Activity:
Set out everything from the start of the listing down to the line containing "positive clicks: (946, 171)" as a numbered list, leaving out any blank lines.

Records for the exercise:
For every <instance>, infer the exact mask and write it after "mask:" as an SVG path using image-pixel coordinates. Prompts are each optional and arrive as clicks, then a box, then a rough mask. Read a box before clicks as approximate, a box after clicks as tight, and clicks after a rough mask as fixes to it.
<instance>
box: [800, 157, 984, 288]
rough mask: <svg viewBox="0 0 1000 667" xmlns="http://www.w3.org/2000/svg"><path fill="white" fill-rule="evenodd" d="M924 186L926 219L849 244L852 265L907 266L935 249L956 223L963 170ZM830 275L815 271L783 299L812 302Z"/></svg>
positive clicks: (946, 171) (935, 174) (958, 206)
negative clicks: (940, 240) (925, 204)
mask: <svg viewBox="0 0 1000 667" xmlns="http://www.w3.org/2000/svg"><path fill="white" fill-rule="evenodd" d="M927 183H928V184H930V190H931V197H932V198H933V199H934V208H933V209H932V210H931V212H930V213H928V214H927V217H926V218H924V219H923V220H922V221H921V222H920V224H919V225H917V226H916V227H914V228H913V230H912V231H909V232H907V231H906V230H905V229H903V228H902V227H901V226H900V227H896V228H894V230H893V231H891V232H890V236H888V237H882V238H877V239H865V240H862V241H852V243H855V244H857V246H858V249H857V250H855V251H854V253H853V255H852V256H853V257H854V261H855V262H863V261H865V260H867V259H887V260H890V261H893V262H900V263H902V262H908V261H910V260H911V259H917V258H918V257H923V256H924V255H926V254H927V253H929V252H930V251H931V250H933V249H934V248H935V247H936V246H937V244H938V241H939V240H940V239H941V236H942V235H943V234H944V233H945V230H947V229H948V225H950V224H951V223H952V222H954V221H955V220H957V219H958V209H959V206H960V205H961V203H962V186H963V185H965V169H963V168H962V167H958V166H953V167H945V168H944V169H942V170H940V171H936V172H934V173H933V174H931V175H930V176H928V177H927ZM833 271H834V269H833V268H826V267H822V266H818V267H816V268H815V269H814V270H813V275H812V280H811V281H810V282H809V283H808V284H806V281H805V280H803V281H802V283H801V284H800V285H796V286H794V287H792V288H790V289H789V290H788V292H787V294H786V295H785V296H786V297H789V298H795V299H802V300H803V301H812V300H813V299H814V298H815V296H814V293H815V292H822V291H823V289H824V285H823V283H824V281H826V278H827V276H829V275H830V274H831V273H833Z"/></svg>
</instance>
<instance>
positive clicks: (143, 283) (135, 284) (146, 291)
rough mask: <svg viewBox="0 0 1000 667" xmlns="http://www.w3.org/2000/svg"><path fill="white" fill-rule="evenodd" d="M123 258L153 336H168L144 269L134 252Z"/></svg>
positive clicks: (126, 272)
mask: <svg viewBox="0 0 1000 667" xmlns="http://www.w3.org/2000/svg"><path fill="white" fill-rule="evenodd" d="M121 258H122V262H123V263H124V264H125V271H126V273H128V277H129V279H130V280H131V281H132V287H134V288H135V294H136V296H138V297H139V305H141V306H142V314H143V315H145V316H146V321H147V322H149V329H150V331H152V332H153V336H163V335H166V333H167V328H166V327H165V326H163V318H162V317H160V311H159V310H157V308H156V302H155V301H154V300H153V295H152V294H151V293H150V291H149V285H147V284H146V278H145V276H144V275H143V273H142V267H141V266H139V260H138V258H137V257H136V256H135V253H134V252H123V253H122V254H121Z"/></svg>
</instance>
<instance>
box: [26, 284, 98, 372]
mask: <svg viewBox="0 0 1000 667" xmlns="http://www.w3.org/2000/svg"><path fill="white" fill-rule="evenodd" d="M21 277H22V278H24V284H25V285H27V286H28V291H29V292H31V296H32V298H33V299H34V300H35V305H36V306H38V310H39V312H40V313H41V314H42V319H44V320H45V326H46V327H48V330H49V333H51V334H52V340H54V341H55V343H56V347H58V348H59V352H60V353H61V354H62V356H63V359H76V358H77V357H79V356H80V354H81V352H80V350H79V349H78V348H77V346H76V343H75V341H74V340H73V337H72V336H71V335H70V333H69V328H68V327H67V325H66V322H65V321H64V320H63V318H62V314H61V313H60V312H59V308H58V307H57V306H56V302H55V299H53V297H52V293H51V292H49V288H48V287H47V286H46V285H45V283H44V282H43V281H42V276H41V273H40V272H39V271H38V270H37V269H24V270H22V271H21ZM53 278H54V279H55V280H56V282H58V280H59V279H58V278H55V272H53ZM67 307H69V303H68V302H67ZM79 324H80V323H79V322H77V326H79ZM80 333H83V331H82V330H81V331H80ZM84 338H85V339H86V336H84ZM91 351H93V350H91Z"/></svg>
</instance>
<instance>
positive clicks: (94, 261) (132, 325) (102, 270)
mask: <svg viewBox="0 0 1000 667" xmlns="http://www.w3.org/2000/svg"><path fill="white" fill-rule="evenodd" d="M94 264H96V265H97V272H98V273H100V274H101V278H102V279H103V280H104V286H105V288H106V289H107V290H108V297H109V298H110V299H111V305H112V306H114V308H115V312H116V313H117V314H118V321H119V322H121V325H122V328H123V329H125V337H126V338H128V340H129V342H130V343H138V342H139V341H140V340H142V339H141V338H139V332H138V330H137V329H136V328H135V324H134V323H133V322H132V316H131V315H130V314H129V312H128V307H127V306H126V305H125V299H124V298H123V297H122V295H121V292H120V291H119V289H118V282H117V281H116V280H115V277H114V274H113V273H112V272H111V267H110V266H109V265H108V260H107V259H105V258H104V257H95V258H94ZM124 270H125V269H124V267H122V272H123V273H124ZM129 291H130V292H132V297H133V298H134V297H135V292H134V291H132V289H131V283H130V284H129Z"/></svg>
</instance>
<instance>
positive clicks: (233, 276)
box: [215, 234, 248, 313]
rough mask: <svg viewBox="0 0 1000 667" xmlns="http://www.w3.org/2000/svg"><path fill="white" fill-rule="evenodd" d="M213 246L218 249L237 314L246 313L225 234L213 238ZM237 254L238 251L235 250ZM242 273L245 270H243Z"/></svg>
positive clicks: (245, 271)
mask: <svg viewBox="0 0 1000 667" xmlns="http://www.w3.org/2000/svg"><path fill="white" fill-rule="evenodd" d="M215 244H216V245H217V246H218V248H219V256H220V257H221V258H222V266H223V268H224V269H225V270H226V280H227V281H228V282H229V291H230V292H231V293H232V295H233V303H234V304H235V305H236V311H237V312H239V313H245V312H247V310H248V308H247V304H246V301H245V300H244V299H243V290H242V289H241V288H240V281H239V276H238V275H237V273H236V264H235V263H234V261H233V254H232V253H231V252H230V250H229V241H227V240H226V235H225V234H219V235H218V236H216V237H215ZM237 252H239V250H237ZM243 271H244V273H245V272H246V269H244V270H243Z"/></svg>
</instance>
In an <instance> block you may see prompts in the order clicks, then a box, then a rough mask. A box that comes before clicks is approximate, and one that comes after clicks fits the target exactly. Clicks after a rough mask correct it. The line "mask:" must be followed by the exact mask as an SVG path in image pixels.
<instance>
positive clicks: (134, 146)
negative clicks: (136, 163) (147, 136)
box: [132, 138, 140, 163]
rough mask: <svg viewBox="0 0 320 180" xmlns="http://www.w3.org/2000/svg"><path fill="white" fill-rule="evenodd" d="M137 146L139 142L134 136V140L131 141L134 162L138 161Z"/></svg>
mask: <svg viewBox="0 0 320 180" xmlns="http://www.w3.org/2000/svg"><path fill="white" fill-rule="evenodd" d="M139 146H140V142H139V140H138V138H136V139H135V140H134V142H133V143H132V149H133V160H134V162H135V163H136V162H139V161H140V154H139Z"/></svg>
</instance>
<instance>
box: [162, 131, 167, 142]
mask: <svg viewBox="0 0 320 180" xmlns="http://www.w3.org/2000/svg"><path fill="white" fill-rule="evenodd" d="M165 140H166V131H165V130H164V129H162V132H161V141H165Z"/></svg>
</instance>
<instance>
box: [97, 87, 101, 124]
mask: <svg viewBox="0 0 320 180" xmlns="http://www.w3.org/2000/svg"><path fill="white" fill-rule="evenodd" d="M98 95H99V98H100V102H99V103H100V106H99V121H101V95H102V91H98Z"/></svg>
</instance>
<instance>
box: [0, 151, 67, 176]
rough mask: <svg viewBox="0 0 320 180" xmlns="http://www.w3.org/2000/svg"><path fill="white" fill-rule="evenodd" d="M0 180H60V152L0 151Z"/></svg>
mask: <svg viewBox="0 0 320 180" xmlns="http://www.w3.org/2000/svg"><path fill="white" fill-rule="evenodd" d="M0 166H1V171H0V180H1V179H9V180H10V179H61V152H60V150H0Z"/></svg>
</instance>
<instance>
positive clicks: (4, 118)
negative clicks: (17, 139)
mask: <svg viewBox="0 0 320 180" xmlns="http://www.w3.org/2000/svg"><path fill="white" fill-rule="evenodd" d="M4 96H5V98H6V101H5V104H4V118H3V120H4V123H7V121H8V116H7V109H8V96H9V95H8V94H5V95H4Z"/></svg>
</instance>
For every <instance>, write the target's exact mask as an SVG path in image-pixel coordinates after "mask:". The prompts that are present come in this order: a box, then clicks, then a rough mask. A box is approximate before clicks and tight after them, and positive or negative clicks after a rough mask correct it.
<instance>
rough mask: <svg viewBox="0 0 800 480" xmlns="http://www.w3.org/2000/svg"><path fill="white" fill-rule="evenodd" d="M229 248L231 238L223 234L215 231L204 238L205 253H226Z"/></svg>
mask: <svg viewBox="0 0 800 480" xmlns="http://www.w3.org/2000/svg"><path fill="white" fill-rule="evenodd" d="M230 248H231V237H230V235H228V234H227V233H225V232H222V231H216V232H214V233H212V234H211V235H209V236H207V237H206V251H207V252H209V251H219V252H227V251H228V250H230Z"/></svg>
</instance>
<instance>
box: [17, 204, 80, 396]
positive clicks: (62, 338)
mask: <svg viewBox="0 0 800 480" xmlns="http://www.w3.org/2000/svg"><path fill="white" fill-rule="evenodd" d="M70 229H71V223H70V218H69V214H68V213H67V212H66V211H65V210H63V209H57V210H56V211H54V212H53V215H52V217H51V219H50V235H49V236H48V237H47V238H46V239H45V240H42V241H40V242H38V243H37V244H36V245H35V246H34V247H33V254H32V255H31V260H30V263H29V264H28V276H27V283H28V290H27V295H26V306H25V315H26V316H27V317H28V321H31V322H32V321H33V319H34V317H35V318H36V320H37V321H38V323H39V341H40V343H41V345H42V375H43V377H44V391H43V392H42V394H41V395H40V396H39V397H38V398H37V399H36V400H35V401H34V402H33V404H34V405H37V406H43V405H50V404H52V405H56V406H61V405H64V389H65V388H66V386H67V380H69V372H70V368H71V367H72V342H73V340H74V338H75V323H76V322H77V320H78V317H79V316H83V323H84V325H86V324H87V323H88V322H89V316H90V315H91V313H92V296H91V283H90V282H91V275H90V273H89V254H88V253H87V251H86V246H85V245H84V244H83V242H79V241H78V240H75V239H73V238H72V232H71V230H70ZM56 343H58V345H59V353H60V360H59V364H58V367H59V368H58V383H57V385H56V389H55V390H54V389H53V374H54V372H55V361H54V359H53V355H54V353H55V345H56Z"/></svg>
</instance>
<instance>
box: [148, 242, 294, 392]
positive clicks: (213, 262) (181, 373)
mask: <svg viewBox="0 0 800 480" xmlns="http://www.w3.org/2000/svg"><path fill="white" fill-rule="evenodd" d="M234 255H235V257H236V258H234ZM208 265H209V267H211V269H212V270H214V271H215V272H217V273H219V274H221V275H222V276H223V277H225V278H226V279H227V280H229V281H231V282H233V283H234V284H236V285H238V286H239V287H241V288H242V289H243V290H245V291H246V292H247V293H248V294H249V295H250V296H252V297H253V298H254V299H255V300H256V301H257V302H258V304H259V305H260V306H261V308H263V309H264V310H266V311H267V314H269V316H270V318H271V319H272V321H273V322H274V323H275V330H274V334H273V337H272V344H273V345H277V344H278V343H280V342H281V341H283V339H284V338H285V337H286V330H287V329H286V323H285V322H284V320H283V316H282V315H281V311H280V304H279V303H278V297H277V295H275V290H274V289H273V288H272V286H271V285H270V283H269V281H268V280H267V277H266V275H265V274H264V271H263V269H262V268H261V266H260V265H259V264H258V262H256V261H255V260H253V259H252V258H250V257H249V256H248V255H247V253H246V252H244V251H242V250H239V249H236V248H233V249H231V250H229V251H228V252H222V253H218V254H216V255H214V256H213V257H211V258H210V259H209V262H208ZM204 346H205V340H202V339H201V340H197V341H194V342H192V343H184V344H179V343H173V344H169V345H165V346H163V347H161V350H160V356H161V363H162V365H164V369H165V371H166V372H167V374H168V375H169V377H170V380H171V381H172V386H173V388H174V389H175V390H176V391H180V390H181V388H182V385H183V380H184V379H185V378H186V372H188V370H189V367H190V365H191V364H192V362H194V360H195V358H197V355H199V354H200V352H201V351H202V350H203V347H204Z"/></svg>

Final answer:
1. For every <instance>, infer the exact mask and write it after "mask:" as an SVG path using image-pixel coordinates. Prompts are each optional and arrive as clicks, then a box, then a rough mask. Read a box before clicks as approximate, a box after clicks as tight, and clicks after a rough mask as fixes to it.
2. <instance>
3. box: [800, 157, 984, 288]
4. rough mask: <svg viewBox="0 0 1000 667" xmlns="http://www.w3.org/2000/svg"><path fill="white" fill-rule="evenodd" d="M924 186L926 219L849 244L852 265L907 266L935 249L956 223L963 170ZM830 275L815 271L783 299L812 302Z"/></svg>
5. positive clicks: (946, 171) (935, 174) (958, 206)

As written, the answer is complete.